GIVEN INSTRUCTION: Reproduce the stretch of the records from the line containing "of the green" through the end of the records, including both ends.

Dataset entries
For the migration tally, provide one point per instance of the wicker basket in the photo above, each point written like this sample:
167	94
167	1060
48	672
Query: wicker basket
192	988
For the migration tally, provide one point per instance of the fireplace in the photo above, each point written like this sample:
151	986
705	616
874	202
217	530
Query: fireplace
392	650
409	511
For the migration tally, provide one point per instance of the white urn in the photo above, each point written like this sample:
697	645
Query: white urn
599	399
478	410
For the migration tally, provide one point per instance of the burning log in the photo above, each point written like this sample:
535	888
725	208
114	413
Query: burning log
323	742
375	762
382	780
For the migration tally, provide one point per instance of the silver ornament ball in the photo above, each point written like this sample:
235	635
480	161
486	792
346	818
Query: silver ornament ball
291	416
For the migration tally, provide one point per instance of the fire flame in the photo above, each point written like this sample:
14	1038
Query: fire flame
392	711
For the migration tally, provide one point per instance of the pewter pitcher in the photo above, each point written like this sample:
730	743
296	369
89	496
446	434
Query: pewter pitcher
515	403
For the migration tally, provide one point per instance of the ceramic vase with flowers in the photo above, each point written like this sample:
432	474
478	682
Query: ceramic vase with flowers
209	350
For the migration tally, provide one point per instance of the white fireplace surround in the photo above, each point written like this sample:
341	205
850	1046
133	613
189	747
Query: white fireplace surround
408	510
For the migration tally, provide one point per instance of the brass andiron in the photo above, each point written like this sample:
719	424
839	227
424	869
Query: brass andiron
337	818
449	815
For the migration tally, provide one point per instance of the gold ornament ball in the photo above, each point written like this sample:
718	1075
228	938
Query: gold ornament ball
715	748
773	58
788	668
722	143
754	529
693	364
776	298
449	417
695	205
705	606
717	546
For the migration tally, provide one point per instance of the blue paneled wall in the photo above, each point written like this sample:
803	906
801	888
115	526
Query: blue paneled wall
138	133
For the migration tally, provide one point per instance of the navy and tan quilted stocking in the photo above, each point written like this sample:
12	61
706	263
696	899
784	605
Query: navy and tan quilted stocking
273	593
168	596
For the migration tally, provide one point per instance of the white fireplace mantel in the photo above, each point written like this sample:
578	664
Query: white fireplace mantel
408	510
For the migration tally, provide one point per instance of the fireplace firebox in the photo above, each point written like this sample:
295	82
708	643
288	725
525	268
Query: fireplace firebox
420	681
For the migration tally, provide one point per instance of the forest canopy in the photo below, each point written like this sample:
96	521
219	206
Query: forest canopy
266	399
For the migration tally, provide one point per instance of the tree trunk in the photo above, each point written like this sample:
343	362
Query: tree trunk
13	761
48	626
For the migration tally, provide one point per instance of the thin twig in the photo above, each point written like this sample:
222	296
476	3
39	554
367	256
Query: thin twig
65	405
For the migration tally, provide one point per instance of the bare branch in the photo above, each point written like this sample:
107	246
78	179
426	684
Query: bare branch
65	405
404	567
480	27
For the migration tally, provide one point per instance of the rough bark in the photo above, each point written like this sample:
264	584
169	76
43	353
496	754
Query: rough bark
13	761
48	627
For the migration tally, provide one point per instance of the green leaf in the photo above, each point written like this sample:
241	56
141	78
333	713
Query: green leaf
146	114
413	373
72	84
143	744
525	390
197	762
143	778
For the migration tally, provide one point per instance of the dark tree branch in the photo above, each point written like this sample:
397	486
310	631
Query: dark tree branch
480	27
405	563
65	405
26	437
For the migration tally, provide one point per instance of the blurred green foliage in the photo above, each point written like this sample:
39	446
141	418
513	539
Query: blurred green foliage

EXERCISE ANSWER:
For the migration tally, provide one point per instance of the green leaf in the photo above, each point written like this sample:
241	56
141	78
333	713
Query: green leaf
146	114
413	373
72	84
143	744
525	390
197	762
143	778
For the migration tally, provide one point per instance of the dark tree branch in the photo above, each point written like this sample:
397	486
310	631
Query: dark tree branch
480	27
405	563
65	405
26	437
For the migration tally, provide one point per instance of the blurred green foliage in the photo above, each point written like this sample:
39	446
141	418
513	539
Query: blurred green foliage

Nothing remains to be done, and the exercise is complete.